• _EXERCISE TEXT_
Ricinus communis

juli 6th, 2017 · No Comments

Common name:
Castorbean, castor-oil-plant

Origin: eastern-Africa, but commonly spread nowadays

Foliage: palmate, green to deeply red depending on the cultivar

Flowers: yellow subtile little flowers, fruit is a spiny, greenish (to reddish-purple) capsule containing large, oval, shiny, bean-like, highly poisonous seeds with variable brownish mottling

Exposure: Full sun, partial shade

Growth rate: Very fast

Height: In its original habitat up to 15 meters (49 ft) but in Europe as a annual plant up to 4 meters (13 ft)

Hardiness: not hardy

Care:

The Ricinus communis can be sown. It is preferable to sow the Ricinus at its final place in March-April in a nutritious soil. Sowing in pots can also be done but this plant is very sensitive to transplanting. With sufficient heat and sufficient moisture, this plant grows quickly into a true eye-catcher in the garden. Certainly when the Ricinus is planted into groups, the bright red fruits set off beautiful against the dark leaf. In autumn, the seeds may be harvested for sowing in spring.

• _SOURCE MATERIAL_
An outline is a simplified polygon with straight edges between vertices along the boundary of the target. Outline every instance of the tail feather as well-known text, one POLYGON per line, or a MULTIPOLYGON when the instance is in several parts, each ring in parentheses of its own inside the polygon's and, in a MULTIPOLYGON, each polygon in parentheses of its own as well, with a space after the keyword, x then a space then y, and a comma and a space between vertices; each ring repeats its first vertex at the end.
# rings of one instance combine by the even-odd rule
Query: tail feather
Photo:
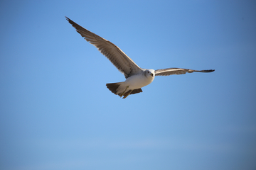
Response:
POLYGON ((114 94, 117 94, 117 95, 119 96, 120 97, 124 96, 123 98, 125 98, 129 94, 135 94, 142 92, 142 89, 129 90, 128 91, 127 91, 125 94, 124 94, 122 96, 122 93, 117 94, 117 89, 121 85, 121 84, 122 84, 122 82, 112 83, 112 84, 107 84, 106 86, 107 86, 107 89, 109 89, 110 91, 111 91, 111 92, 112 92, 114 94))

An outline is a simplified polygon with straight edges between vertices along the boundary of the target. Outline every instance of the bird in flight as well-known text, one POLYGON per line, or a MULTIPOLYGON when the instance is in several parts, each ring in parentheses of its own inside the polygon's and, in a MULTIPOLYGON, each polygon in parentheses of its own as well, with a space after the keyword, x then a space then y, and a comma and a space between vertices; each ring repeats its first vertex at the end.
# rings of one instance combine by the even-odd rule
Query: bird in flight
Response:
POLYGON ((156 70, 142 69, 117 45, 79 26, 68 17, 65 18, 85 40, 95 46, 124 75, 126 79, 124 81, 106 84, 113 94, 123 97, 123 98, 127 98, 130 94, 142 92, 142 88, 151 84, 155 76, 183 74, 192 72, 213 72, 215 71, 214 69, 193 70, 180 68, 156 70))

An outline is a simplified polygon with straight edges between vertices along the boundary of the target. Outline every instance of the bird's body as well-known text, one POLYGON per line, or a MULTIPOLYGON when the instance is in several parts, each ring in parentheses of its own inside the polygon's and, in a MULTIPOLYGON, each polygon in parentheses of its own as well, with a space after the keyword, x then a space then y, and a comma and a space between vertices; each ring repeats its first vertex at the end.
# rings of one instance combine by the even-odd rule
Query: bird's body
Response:
POLYGON ((107 87, 114 94, 123 98, 129 94, 142 92, 141 88, 149 85, 154 79, 155 76, 169 76, 171 74, 183 74, 187 72, 212 72, 214 69, 193 70, 180 68, 169 68, 163 69, 142 69, 132 61, 124 52, 111 42, 81 27, 67 18, 68 22, 77 30, 87 41, 95 45, 99 51, 106 56, 110 62, 124 74, 126 80, 123 82, 107 84, 107 87))

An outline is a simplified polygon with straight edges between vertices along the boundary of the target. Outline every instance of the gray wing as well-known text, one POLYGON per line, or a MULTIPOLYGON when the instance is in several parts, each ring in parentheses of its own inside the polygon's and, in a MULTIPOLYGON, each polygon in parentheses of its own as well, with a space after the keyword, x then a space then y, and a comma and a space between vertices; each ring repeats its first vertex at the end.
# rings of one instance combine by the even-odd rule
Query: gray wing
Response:
POLYGON ((169 76, 173 74, 183 74, 186 73, 192 72, 213 72, 215 69, 206 69, 206 70, 194 70, 188 69, 179 69, 179 68, 169 68, 163 69, 156 69, 155 72, 156 76, 169 76))
POLYGON ((66 18, 77 30, 77 32, 106 56, 118 70, 124 74, 126 78, 142 70, 132 59, 114 44, 82 28, 68 17, 66 18))

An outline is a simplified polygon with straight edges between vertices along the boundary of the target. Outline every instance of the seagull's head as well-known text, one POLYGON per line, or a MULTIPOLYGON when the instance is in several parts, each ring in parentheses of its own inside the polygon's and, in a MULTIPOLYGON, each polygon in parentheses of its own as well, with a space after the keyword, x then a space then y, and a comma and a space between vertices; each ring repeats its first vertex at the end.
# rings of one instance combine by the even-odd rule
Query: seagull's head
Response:
POLYGON ((154 69, 146 69, 144 71, 145 76, 147 78, 154 78, 155 76, 155 71, 154 69))

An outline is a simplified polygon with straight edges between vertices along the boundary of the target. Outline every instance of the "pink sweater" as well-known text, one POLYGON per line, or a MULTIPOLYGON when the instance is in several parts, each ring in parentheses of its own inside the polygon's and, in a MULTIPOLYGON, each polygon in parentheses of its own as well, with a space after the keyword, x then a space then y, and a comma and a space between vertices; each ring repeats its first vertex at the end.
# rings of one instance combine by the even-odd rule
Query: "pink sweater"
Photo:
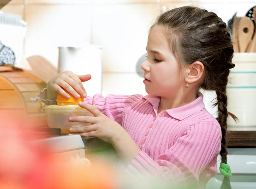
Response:
MULTIPOLYGON (((45 89, 35 99, 44 100, 45 89)), ((221 132, 217 120, 205 109, 203 95, 186 106, 157 115, 157 97, 97 94, 85 101, 120 124, 141 151, 127 167, 133 174, 164 180, 188 180, 205 187, 217 173, 221 132)))

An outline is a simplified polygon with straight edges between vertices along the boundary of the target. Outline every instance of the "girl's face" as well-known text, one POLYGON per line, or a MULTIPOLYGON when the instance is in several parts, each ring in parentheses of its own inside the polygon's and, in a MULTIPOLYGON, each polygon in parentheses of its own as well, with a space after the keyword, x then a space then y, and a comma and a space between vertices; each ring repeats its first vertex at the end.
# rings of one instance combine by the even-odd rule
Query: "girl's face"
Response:
POLYGON ((148 35, 146 60, 142 64, 147 93, 162 97, 175 96, 186 85, 185 75, 170 49, 161 27, 153 28, 148 35))

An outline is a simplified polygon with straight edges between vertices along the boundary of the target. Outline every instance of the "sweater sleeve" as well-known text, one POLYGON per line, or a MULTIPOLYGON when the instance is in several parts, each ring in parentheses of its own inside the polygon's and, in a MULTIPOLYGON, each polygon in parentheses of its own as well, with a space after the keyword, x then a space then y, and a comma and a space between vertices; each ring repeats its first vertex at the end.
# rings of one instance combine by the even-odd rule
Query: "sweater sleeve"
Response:
MULTIPOLYGON (((169 149, 153 160, 141 151, 126 168, 128 172, 175 182, 193 180, 212 163, 221 149, 221 130, 213 122, 190 125, 169 149)), ((209 178, 217 173, 215 168, 209 178)))
MULTIPOLYGON (((84 102, 93 105, 102 113, 119 124, 121 124, 121 115, 125 108, 131 104, 141 100, 140 94, 133 95, 109 94, 106 97, 100 94, 96 94, 93 97, 86 97, 84 102)), ((39 91, 33 102, 40 101, 47 106, 57 104, 56 100, 47 99, 47 88, 39 91)))
POLYGON ((125 109, 141 100, 142 97, 140 94, 109 94, 104 97, 100 94, 96 94, 93 97, 87 97, 84 102, 95 106, 101 112, 121 125, 121 116, 125 109))

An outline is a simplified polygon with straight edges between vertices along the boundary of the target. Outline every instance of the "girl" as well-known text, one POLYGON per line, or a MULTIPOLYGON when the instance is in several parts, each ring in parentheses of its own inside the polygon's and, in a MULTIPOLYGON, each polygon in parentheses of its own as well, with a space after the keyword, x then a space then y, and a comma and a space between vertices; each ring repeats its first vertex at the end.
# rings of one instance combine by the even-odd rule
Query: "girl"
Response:
MULTIPOLYGON (((70 118, 91 125, 70 129, 82 136, 111 143, 126 170, 204 188, 217 173, 216 160, 225 177, 222 188, 230 188, 225 136, 226 86, 233 47, 226 24, 215 13, 186 6, 163 14, 151 27, 143 69, 146 92, 131 96, 87 97, 79 105, 95 116, 70 118), (204 108, 202 88, 217 94, 218 117, 204 108), (93 104, 97 108, 95 108, 93 104)), ((86 96, 81 81, 90 75, 59 74, 38 95, 47 105, 56 103, 58 93, 68 98, 86 96)))

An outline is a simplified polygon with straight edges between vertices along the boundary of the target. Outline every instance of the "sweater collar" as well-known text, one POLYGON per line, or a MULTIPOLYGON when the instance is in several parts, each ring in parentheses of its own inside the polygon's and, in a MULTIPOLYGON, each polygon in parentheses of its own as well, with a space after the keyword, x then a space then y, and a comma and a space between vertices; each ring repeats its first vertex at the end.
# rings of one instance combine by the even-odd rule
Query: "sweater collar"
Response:
MULTIPOLYGON (((193 102, 182 106, 166 109, 166 111, 171 117, 180 120, 182 120, 204 108, 203 97, 203 94, 199 92, 197 98, 193 102)), ((158 109, 160 103, 160 97, 148 94, 143 97, 148 101, 155 109, 158 109)))

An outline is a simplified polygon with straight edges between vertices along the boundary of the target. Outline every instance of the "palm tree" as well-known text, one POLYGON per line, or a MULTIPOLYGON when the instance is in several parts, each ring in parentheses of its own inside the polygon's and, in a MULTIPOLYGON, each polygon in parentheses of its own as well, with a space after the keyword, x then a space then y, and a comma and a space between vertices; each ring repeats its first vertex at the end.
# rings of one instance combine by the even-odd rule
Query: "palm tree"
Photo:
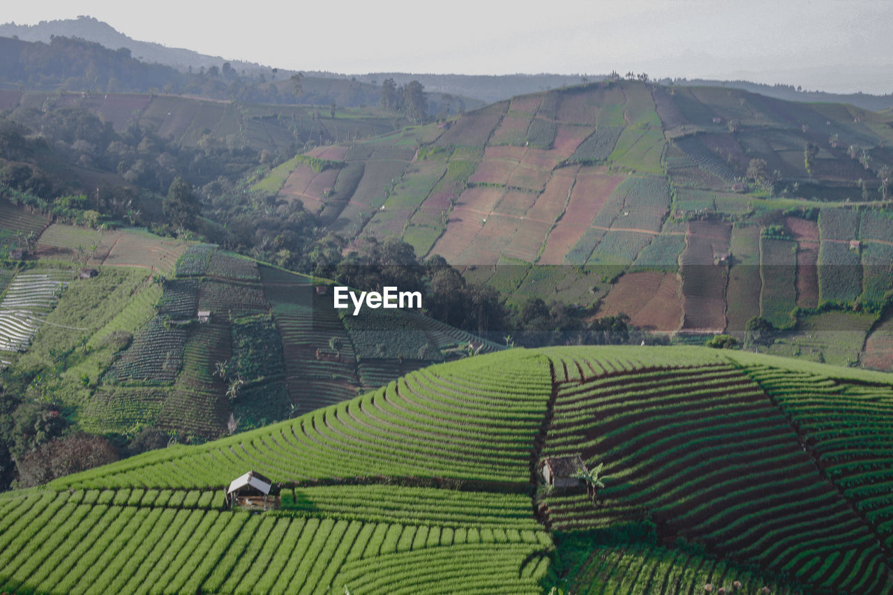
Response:
POLYGON ((602 481, 598 477, 599 474, 602 473, 602 467, 604 467, 604 466, 605 466, 605 463, 602 462, 602 463, 599 463, 598 465, 595 469, 592 469, 592 470, 588 470, 588 469, 586 469, 586 468, 577 469, 577 473, 575 473, 573 475, 572 475, 572 477, 575 477, 575 478, 577 478, 579 480, 582 480, 583 482, 586 483, 586 491, 587 491, 587 493, 589 494, 590 496, 592 496, 593 498, 595 498, 596 497, 596 488, 604 488, 605 487, 605 484, 602 482, 602 481))

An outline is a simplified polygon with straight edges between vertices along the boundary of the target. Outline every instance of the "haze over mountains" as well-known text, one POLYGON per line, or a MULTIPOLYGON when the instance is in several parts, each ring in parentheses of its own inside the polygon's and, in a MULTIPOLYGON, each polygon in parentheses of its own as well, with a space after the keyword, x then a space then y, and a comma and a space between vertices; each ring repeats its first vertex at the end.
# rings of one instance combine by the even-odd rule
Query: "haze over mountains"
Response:
MULTIPOLYGON (((117 31, 107 23, 89 16, 80 16, 77 19, 42 21, 35 25, 17 25, 14 22, 8 22, 0 25, 0 37, 18 37, 26 41, 41 41, 46 43, 53 36, 74 37, 94 41, 101 44, 109 49, 118 49, 127 47, 131 54, 146 63, 157 63, 171 66, 180 71, 193 69, 198 71, 201 68, 211 68, 212 66, 221 67, 224 63, 230 63, 233 68, 241 72, 244 71, 251 76, 265 74, 270 76, 271 69, 278 64, 263 65, 257 63, 246 62, 236 59, 236 56, 211 56, 198 52, 184 49, 167 47, 154 42, 140 41, 133 39, 124 33, 117 31)), ((294 71, 281 70, 284 76, 288 78, 293 74, 294 71)), ((358 81, 366 83, 380 83, 388 78, 394 79, 397 84, 404 85, 410 80, 415 80, 425 86, 429 92, 439 92, 470 97, 493 103, 503 99, 508 99, 516 95, 544 91, 551 88, 557 88, 567 85, 580 84, 583 76, 580 74, 555 74, 555 73, 530 73, 530 74, 504 74, 504 75, 467 75, 462 73, 455 74, 431 74, 426 72, 369 72, 369 73, 335 73, 314 71, 312 69, 303 71, 305 74, 313 77, 321 78, 355 78, 358 81)), ((856 86, 856 80, 864 80, 865 74, 854 72, 852 67, 841 66, 837 70, 836 76, 849 80, 850 86, 856 86)), ((591 81, 603 80, 607 72, 596 75, 588 75, 585 78, 591 81)), ((621 74, 624 74, 622 72, 621 74)), ((756 78, 758 73, 750 73, 756 78)), ((872 95, 868 93, 830 93, 821 90, 800 90, 793 85, 766 85, 748 82, 748 73, 742 71, 730 72, 729 79, 735 80, 717 80, 707 79, 676 79, 673 82, 677 85, 722 85, 731 88, 741 88, 755 93, 760 93, 772 97, 788 99, 792 101, 822 101, 850 103, 854 105, 864 107, 874 111, 887 109, 893 106, 893 95, 872 95)), ((877 78, 873 76, 872 78, 877 78)), ((802 77, 797 76, 797 72, 789 71, 780 73, 778 80, 796 80, 802 77), (786 76, 782 76, 786 74, 786 76)), ((662 80, 662 82, 668 82, 670 80, 662 80)))

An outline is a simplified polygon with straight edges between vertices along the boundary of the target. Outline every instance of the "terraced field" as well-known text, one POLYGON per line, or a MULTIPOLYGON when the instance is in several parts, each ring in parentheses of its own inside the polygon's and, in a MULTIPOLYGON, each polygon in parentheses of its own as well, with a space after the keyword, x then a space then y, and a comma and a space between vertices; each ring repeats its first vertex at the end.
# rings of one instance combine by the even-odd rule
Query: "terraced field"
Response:
POLYGON ((2 494, 0 582, 15 592, 887 593, 890 406, 889 375, 744 352, 504 351, 2 494), (573 454, 604 463, 604 488, 534 490, 537 461, 573 454), (275 509, 221 507, 246 469, 279 484, 275 509))
POLYGON ((0 301, 0 364, 8 365, 12 354, 25 351, 40 328, 41 318, 53 310, 71 275, 66 271, 17 274, 0 301))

• _WORK INSTRUCTIONS_
Answer these from the Ricinus communis page:
(a) Where does the plant originate?
(b) What growth rate does the page give?
(c) In which months is it best sown at its final place?
The items come from a source unrelated to the Ricinus communis page.

• _EXERCISE RESULT_
(a) Eastern Africa
(b) Very fast
(c) March–April